• INPUT ROWS:
********

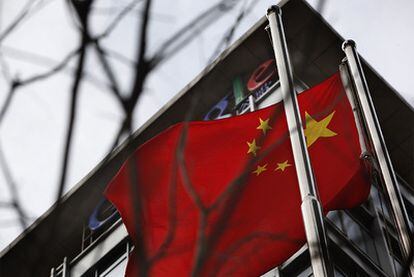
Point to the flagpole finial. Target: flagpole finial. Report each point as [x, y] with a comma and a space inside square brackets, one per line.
[349, 42]
[274, 8]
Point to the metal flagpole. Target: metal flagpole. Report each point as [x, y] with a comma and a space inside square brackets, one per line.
[376, 139]
[311, 207]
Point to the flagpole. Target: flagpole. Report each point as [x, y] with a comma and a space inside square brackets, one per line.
[311, 207]
[373, 129]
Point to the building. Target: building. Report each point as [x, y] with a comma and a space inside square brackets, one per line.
[85, 237]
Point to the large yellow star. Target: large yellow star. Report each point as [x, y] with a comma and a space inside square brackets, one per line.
[260, 169]
[282, 166]
[252, 147]
[316, 129]
[264, 125]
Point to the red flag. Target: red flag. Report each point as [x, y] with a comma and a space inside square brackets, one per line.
[200, 214]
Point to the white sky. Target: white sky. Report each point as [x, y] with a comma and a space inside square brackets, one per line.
[32, 134]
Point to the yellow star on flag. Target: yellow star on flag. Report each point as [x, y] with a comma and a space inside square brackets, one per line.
[252, 147]
[282, 166]
[317, 129]
[264, 125]
[260, 169]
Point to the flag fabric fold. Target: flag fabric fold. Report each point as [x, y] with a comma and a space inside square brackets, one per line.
[221, 198]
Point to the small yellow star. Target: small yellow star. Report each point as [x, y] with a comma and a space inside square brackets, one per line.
[260, 169]
[317, 129]
[264, 125]
[252, 147]
[282, 166]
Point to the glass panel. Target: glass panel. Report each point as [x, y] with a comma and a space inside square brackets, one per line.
[117, 269]
[357, 233]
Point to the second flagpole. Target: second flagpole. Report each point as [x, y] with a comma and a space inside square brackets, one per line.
[311, 207]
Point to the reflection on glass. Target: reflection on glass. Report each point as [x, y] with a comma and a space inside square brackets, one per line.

********

• GIVEN PROBLEM:
Return, unchanged, the part of the material that opens with the line containing "Point to the small" and runs through the end of the material, both ends included.

• RESULT OF THIS TASK:
Point to the small yellow star. Target: small yellow star. Report each point as [x, y] with a comma and a space inside square brackets, one per line.
[260, 169]
[317, 129]
[264, 125]
[252, 147]
[282, 166]
Point to the glass panel. Target: glass panel. Report each point as [x, y] with a comma and a space inside square brackets, one per line.
[117, 269]
[357, 233]
Point to the second flagpole. Target: second flagpole. Report each point as [x, y] with a comma and a space inside square brackets, one per line.
[311, 207]
Point to the reflection on glass. Target: reflection on glass. Report each point as [x, y] with a comma and a space inside square brackets, one per line.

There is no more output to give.